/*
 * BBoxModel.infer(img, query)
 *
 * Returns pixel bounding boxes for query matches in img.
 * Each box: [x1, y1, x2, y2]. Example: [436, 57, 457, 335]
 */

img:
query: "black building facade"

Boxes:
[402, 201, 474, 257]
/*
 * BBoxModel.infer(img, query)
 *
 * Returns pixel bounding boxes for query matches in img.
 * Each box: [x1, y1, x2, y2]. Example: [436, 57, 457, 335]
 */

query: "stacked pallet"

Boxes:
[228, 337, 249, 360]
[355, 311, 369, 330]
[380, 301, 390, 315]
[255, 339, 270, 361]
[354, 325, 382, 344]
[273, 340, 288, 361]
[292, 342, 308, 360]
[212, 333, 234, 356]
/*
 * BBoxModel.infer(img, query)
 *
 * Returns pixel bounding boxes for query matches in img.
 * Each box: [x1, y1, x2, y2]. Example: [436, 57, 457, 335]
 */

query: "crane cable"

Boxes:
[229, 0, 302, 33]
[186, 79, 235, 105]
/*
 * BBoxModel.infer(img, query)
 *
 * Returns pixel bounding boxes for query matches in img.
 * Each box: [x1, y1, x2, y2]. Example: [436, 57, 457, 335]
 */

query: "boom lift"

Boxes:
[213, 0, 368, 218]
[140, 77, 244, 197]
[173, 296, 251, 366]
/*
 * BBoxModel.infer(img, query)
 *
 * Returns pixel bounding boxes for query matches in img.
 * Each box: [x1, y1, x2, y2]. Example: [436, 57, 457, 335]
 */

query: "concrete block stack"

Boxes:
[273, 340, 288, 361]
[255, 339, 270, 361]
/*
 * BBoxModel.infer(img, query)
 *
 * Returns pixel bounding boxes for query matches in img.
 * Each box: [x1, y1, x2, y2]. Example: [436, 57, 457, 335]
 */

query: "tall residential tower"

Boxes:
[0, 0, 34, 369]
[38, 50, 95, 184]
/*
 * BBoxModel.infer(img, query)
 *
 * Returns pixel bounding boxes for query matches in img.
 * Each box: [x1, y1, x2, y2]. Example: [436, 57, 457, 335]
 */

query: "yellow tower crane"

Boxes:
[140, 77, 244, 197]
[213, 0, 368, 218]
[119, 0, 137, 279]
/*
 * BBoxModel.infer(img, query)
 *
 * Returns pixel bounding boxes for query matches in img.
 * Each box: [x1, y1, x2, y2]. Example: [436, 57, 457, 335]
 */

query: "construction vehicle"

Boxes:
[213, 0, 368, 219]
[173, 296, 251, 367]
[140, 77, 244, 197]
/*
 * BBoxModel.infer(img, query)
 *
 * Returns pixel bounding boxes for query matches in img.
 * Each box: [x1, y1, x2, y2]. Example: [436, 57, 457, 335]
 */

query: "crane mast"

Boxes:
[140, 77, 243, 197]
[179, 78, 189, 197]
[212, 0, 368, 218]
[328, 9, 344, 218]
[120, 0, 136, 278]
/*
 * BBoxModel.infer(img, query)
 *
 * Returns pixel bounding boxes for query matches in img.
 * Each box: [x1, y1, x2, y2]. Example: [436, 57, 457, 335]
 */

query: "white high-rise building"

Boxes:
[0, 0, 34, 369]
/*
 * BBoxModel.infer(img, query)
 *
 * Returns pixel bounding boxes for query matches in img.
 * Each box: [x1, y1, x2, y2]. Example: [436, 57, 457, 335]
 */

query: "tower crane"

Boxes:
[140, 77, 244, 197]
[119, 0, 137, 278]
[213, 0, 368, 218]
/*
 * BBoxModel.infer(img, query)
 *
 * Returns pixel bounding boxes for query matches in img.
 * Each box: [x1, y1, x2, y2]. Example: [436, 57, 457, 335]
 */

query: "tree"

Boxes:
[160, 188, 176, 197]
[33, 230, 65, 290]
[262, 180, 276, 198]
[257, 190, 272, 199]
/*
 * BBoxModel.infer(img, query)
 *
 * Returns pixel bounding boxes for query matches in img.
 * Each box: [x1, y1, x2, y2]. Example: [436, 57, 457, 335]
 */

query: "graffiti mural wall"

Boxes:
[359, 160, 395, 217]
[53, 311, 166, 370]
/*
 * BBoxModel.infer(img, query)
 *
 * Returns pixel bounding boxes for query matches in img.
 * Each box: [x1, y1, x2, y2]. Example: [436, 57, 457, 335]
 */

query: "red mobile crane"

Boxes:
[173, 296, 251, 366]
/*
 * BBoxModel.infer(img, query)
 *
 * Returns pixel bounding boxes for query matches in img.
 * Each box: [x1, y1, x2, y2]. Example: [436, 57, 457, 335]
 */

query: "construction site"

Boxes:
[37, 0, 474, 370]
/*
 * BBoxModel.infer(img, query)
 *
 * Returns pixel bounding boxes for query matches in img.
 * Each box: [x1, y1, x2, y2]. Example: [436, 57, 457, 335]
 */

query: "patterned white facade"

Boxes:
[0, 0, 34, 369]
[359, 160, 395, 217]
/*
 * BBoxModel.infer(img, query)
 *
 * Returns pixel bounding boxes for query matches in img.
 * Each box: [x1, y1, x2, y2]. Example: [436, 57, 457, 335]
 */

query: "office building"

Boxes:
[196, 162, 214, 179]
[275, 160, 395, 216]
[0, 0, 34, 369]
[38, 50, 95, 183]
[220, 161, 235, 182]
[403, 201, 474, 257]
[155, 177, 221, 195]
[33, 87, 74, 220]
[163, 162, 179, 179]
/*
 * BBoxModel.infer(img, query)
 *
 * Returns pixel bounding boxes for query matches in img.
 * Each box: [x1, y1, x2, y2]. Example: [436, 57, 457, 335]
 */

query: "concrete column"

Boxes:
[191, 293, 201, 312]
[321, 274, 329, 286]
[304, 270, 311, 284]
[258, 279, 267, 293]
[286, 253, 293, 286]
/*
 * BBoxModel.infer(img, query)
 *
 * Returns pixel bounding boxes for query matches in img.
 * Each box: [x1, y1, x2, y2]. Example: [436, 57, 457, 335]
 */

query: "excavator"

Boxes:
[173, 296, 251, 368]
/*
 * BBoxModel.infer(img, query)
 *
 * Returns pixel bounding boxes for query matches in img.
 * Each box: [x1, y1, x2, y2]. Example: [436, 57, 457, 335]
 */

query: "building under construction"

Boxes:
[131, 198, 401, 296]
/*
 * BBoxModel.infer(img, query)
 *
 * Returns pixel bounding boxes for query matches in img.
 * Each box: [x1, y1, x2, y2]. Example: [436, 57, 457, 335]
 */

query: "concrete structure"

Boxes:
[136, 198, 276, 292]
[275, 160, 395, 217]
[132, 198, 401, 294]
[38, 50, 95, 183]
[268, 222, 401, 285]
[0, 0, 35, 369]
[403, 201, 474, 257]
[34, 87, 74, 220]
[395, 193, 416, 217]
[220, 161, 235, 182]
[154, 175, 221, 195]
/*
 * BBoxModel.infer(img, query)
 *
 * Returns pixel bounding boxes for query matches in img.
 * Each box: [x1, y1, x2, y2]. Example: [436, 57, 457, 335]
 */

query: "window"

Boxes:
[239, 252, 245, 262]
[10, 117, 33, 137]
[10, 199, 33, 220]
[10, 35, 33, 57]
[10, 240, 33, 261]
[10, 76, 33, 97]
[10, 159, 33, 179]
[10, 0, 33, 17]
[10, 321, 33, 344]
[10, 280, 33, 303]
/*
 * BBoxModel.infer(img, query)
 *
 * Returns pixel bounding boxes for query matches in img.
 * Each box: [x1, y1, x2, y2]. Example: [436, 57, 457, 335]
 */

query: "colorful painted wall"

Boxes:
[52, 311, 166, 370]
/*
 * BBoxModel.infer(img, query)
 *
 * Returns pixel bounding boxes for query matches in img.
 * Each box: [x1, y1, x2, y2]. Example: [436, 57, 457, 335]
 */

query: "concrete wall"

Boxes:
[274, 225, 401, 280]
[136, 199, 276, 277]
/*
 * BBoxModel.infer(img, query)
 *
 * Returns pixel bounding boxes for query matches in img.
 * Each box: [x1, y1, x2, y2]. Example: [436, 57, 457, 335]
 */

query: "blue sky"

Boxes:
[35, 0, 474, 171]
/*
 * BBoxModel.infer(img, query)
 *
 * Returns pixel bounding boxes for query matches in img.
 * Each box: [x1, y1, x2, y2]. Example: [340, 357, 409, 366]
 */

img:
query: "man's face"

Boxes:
——————
#### [WRITTEN TASK]
State how many of the lines above contain the string "concrete", where case counts. Reply with the number alone.

#### [WRITTEN SOLUTION]
4